§ Request: Copy every one of the records below word for word, and leave out the pictures.

§ Information shown:

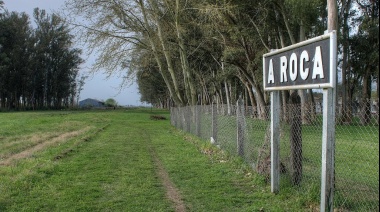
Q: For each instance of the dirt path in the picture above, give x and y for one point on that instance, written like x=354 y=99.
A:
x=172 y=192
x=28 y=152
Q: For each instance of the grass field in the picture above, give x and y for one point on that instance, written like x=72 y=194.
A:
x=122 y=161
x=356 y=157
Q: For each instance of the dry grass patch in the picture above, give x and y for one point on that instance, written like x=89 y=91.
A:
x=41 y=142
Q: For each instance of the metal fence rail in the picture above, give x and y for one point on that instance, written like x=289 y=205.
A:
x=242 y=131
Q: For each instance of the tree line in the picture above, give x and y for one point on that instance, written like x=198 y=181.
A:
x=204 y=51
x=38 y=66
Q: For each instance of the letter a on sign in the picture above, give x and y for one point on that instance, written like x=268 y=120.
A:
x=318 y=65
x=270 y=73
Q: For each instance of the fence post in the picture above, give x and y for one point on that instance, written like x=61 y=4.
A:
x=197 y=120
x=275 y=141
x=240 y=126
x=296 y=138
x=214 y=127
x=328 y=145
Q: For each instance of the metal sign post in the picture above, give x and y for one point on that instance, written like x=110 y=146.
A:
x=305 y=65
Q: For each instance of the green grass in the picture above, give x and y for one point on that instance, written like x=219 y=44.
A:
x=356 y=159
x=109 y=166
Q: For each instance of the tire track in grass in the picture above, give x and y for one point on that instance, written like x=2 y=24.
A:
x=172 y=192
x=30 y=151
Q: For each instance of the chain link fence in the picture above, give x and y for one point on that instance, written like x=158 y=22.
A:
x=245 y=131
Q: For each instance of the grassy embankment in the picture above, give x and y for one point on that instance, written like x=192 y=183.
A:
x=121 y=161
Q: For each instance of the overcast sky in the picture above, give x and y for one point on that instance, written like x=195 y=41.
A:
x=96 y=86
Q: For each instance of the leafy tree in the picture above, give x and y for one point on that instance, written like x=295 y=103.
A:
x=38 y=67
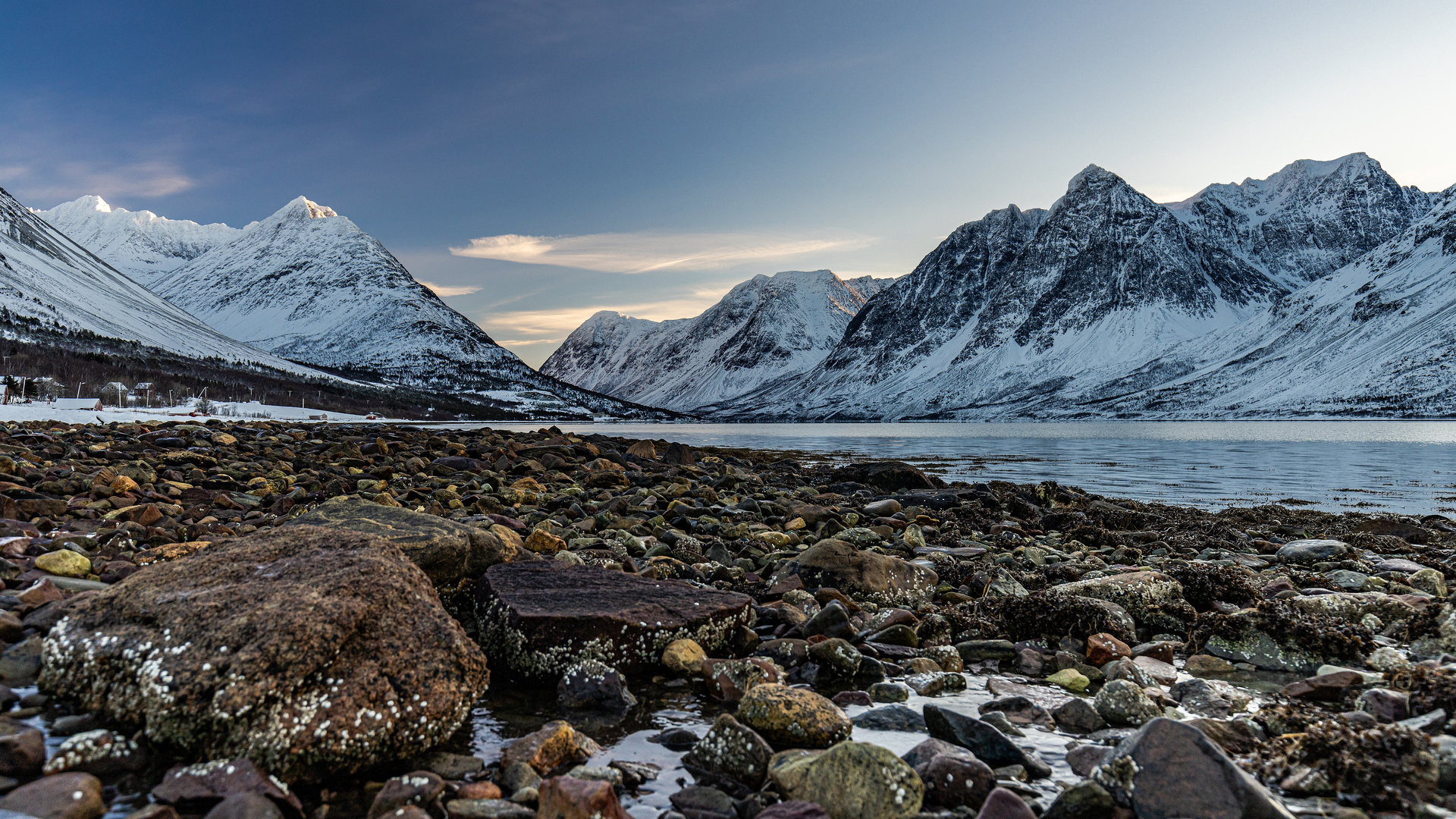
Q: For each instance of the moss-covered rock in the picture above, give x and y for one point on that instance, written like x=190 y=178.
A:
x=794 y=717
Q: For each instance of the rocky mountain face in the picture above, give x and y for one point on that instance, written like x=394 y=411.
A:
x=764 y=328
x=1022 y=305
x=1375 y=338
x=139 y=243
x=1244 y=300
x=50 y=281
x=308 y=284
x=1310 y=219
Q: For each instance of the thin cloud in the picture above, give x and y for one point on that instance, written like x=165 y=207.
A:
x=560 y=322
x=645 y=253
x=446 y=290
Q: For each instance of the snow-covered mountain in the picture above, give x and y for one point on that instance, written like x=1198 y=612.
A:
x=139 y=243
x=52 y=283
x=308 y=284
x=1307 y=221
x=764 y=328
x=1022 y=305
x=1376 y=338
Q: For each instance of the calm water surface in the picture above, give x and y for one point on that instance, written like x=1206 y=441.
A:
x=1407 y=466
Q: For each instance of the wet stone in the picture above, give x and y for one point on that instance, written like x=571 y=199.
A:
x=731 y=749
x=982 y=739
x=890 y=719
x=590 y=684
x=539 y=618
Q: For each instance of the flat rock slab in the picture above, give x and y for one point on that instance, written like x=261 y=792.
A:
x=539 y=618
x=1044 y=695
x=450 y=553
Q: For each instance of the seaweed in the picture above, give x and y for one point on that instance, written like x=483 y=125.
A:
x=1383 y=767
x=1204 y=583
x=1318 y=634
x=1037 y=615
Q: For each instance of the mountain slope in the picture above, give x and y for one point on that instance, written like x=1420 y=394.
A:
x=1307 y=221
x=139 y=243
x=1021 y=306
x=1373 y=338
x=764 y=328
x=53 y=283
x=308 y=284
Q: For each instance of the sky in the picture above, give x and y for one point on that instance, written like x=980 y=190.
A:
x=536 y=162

§ Exercise result:
Q: For each instance of the dirt path in the picture above, give x and y for one point on that instance, written like x=354 y=99.
A:
x=172 y=192
x=28 y=152
Q: For each instance of the grass field in the picture above, give x and y for one point on that instance, written like x=72 y=194.
A:
x=122 y=161
x=356 y=157
Q: For each instance of the dry grass patch in the picture above, give x and y for one point on that instance, written like x=89 y=91.
A:
x=41 y=142
Q: For each instance of the metal fence rail in the picture above, give x and y for one point on that instance, written like x=289 y=205.
A:
x=242 y=131
Q: For each instance of the tree line in the picture above, give x and y for one point on that instance, written like x=198 y=181.
A:
x=204 y=51
x=38 y=66
Q: For each instance of the letter a on sign in the picture above, give x and y for one point on that instance, written like x=268 y=120.
A:
x=318 y=65
x=270 y=73
Q: For each instance of the fence post in the picture above, give x and y for one point on that instance, written like x=61 y=4.
A:
x=197 y=120
x=275 y=141
x=240 y=126
x=296 y=138
x=214 y=127
x=328 y=145
Q: For each instance of the metal sign post in the picture above, give x and y for one point on that instance, written like x=110 y=146.
A:
x=305 y=65
Q: For each instance of the green grass in the picture above, give x and y for one point on that instance, written like x=219 y=44.
A:
x=356 y=159
x=109 y=166
Q: For each instance of the tire track in grass in the picture above, give x and y for one point on that instance, written like x=2 y=24.
A:
x=172 y=192
x=30 y=151
Q: For each instance of the chain link fence in the picture above, give x and y for one point on that instance, written like x=158 y=22.
A:
x=245 y=131
Q: For each instance of the grassy embankment in the picture above, give x and y for one point on that instance, written like x=192 y=183.
A:
x=121 y=161
Q: For each instance of the overcast sky in the picture above, give x and y for one point on that instance, written like x=195 y=41.
A:
x=96 y=86
Q: For each instance of the leafy tree in the picture above, give x and y for one point on that instance, written like x=295 y=103.
A:
x=38 y=67
Q: For each instance of the moss-covered rock in the picture above, give x and y for one point on that instance, written like x=190 y=178.
A:
x=794 y=717
Q: For each instance of the rocky mountain face in the picture above, give x and y for one point on that instance, written like x=394 y=411.
A:
x=764 y=328
x=1022 y=305
x=1375 y=338
x=139 y=243
x=1244 y=300
x=50 y=281
x=308 y=284
x=1310 y=219
Q: For each instance of the thin cloud in the picture above, give x and y for one point on that instance, written like x=165 y=207.
A:
x=560 y=322
x=645 y=253
x=446 y=290
Q: For each instance of the snow-covered mountain in the picture above, give x and y for one point on that instance, written like x=1198 y=612.
A:
x=139 y=243
x=52 y=283
x=308 y=284
x=1307 y=221
x=764 y=328
x=1022 y=305
x=1376 y=338
Q: For each instance of the calm water surface in the picture above, give x and y for one point on that instance, written like x=1206 y=441.
A:
x=1407 y=466
Q: For each instance of the wet stone in the picture above, give x and y for one point on that instance, written like x=571 y=199.
A:
x=731 y=749
x=982 y=739
x=890 y=719
x=590 y=684
x=539 y=618
Q: For each instance of the flat rock slab in the picture above, give x and y for one point on that instance, written like x=261 y=792.
A:
x=539 y=618
x=1044 y=695
x=450 y=553
Q: For each instance of the seaweed in the picture above, give x and y for one point on that instance, written like x=483 y=125.
A:
x=1383 y=767
x=1204 y=583
x=1318 y=634
x=1037 y=615
Q: For each instance of the mountain slope in the picture above, give x and y for one point on that instance, written like x=1420 y=394.
A:
x=1307 y=221
x=139 y=243
x=1021 y=306
x=1373 y=338
x=764 y=328
x=53 y=283
x=308 y=284
Q: For each instance of the sky in the picture above, give x and y for one point on that instance, written like x=980 y=190.
A:
x=536 y=162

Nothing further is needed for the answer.